For this exercise, output every line of the data as it stands.

Source data:
+ + +
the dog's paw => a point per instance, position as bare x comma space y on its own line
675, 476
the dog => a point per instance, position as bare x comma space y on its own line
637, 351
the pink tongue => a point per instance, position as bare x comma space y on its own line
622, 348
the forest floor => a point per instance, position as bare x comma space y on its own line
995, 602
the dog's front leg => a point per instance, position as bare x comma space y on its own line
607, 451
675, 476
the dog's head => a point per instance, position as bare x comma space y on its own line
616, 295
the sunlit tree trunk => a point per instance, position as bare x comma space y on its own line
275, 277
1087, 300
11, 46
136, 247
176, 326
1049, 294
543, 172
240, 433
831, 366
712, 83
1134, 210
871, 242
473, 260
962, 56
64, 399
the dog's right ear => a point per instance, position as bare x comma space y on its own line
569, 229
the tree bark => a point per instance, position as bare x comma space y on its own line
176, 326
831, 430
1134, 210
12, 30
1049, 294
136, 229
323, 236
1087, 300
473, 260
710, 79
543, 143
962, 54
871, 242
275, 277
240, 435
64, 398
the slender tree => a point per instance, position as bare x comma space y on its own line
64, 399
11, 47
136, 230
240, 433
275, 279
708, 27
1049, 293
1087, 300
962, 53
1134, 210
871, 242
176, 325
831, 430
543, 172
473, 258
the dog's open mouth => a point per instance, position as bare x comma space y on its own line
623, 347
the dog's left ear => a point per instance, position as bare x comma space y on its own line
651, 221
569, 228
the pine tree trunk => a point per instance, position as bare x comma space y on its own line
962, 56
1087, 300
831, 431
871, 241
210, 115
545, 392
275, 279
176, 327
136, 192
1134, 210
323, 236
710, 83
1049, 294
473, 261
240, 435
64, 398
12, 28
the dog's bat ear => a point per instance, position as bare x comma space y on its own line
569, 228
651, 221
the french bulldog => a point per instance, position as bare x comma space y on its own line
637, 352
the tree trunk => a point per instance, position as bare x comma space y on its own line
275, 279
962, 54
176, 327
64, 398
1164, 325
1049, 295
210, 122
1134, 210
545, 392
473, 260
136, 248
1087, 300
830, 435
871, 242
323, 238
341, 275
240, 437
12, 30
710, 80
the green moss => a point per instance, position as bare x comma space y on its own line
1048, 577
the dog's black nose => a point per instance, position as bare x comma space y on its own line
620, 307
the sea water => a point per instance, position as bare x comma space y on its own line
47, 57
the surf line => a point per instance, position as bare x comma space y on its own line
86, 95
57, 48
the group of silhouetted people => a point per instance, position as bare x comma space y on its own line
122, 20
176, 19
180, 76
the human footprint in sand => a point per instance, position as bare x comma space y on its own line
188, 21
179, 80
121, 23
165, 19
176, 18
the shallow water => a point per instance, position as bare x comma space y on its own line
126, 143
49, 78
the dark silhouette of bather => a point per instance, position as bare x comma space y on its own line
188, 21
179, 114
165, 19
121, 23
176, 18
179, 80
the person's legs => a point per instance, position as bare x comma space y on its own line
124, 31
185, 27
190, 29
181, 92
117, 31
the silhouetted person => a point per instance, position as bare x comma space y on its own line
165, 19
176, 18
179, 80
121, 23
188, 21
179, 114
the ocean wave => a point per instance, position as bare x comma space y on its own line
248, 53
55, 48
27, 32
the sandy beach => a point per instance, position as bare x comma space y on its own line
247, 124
+ + +
* Solution to the problem
the dog's paw => a point per instance, position as bare x comma space y on its own line
675, 476
the dog => a point per instance, position as bare x comma space y on its own line
637, 351
the pink tongue => a point per instance, position as bare x comma space y on its own line
622, 348
the forest floor => a point per instance, position as bare x comma space y on its own line
995, 602
the dog's front leg => a point per instance, position as bare x comma space y on its own line
607, 451
675, 476
the dog's head => a point per instance, position as bare x comma space y on its own line
616, 295
the sunlit tree trunk => a point per instance, position as bare x comma space y on its own line
275, 277
1087, 300
11, 46
136, 247
176, 326
1049, 294
543, 172
240, 433
831, 366
712, 83
1134, 210
871, 242
473, 260
962, 56
64, 399
the dog's right ear => a point per instance, position as bare x comma space y on its own line
569, 229
the tree bark => a point per instance, position as bare x comma space y on its own line
176, 326
831, 430
1134, 210
12, 30
1049, 294
136, 229
323, 236
1087, 300
473, 260
710, 79
543, 143
962, 54
871, 242
275, 277
240, 435
64, 398
the slender tree => a point per instance, position as bare x comma space y on its own line
64, 399
11, 47
136, 230
240, 433
275, 279
708, 27
1049, 293
1087, 300
962, 53
1134, 210
871, 242
176, 325
831, 430
543, 172
473, 258
the dog's open mouth => a point per instance, position as bare x comma space y on its own line
623, 347
the dog's left ear => a point per instance, position as bare x comma space y on its own line
651, 221
569, 228
the pine tree trunk => a point per instance, position as bare x comma space y on its own line
962, 56
1087, 300
831, 431
871, 241
210, 115
545, 392
275, 279
176, 327
136, 192
1134, 210
323, 236
710, 83
1049, 294
473, 261
240, 435
64, 398
12, 28
the dog's bat ear => a point per instance, position as bare x comma space y on its own line
569, 228
651, 221
the french bulldog => a point per instance, position as bare x comma space y on its own line
637, 352
the tree trunk => a point per instance, position as bare x comma space y on its own line
275, 279
962, 54
176, 327
64, 398
1164, 325
1049, 295
210, 122
1134, 210
545, 392
473, 260
136, 248
1087, 300
830, 435
871, 242
323, 238
341, 275
240, 437
12, 30
710, 80
the green moss => a point per instance, position as bare x comma space y on its own line
1048, 577
the dog's black nose => a point per instance, position as bare x comma space y on its own line
620, 307
the sea water => a point per instance, position as bare x comma space y on its own line
47, 57
the surf line => a point per instance, position as bare x comma space y on its own line
86, 95
57, 48
the group of silhouetted people => a point per instance, position as bare x comma space y on its own line
122, 20
176, 19
180, 76
the human footprint in sand => a point per instance, position as bare x comma space y on its own line
188, 21
179, 80
121, 23
165, 19
176, 18
the shallow water => a point per instance, position as bare x comma space y on its own line
126, 143
49, 78
the dark silhouette of bather => a point per instance, position as bare x comma space y on its own line
188, 21
179, 114
165, 19
121, 23
176, 18
179, 80
the person's legs => a point per instance, position as bare x comma space y on its own line
124, 31
185, 27
190, 29
181, 92
117, 31
the silhouetted person => a point per instance, position as bare x comma space y on its own line
165, 19
176, 18
179, 80
121, 23
188, 21
179, 114
the ocean wave => a point per instance, position as bare x comma space y on its own line
248, 53
55, 48
27, 32
the sandy beach => a point per instance, position as bare x comma space y on its own line
247, 124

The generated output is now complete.